#### EXERCISE
Your answer must consist of exactly the lines below, starting with the line with "Target: door frame" and going on through the line with "Target: white wall", and nothing else.
_ _ _ _
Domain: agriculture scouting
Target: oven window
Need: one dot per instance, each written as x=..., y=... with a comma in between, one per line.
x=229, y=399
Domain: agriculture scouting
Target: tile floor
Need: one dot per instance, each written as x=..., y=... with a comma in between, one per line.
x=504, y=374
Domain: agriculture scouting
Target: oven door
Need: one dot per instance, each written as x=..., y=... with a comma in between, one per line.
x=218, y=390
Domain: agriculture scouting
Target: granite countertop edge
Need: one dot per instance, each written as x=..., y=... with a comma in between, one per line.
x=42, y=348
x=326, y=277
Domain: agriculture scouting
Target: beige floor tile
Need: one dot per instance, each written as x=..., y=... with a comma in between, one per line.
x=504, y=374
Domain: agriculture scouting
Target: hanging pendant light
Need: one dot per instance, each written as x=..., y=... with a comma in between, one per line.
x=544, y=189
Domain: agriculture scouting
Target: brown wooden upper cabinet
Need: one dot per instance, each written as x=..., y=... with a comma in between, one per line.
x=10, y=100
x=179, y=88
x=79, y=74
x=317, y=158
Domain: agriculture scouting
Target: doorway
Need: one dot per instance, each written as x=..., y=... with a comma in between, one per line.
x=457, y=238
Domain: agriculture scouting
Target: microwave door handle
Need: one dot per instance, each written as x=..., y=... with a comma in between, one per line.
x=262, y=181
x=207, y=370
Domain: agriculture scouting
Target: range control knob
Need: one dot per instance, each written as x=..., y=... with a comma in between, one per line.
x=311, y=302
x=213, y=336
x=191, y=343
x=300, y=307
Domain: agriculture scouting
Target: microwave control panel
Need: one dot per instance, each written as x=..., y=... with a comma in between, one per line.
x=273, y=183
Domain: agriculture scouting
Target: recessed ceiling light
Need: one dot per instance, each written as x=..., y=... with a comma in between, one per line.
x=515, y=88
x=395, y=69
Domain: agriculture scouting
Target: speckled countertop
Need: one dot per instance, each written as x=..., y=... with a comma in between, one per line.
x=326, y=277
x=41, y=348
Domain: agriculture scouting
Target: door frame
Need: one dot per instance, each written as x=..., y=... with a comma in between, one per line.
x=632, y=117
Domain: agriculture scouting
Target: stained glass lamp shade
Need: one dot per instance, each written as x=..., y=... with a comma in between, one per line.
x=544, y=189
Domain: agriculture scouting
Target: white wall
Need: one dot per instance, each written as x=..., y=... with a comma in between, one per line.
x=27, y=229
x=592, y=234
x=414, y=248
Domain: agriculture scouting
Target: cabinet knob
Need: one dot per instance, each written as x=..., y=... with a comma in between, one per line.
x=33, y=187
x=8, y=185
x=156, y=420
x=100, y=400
_ _ _ _
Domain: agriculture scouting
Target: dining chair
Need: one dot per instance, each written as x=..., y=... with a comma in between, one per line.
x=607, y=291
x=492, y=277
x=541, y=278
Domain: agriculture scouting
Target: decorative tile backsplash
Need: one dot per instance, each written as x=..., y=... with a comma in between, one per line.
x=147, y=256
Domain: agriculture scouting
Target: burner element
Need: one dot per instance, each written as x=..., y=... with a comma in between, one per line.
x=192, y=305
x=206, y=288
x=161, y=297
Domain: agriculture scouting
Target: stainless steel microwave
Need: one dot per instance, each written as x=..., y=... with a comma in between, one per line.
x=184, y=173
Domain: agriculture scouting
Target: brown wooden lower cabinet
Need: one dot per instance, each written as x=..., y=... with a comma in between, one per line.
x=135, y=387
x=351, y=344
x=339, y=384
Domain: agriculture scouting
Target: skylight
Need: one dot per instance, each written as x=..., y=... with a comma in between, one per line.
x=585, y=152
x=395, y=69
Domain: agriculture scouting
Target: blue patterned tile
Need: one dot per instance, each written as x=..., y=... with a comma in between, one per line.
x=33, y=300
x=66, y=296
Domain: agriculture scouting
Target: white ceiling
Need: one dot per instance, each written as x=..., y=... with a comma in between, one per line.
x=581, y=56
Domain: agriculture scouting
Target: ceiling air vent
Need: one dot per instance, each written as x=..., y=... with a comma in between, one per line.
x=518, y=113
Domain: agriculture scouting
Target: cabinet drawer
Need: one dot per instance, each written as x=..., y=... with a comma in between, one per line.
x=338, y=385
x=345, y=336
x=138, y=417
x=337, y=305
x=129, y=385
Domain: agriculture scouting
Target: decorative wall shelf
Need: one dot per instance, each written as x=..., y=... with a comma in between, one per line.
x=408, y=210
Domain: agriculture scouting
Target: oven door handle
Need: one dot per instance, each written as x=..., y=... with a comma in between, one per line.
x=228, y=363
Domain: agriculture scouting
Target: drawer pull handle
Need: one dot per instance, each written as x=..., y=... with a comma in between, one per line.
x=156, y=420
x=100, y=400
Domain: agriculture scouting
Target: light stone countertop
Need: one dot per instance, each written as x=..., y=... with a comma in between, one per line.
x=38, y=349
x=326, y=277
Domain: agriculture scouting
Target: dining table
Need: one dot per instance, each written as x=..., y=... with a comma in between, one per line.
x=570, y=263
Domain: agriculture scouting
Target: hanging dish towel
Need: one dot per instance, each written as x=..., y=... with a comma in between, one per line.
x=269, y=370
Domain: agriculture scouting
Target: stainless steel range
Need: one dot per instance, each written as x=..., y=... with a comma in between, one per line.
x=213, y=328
_ _ _ _
#### ANSWER FOR THE TASK
Target: door frame
Need: one dot per instance, each written as x=..., y=... with a comma in between, one per line.
x=632, y=117
Domain: agriculture scouting
Target: stained glass lamp shade
Need: one dot per instance, each written as x=..., y=... with a comma in between, one per line.
x=544, y=189
Domain: agriculture scouting
Target: white wall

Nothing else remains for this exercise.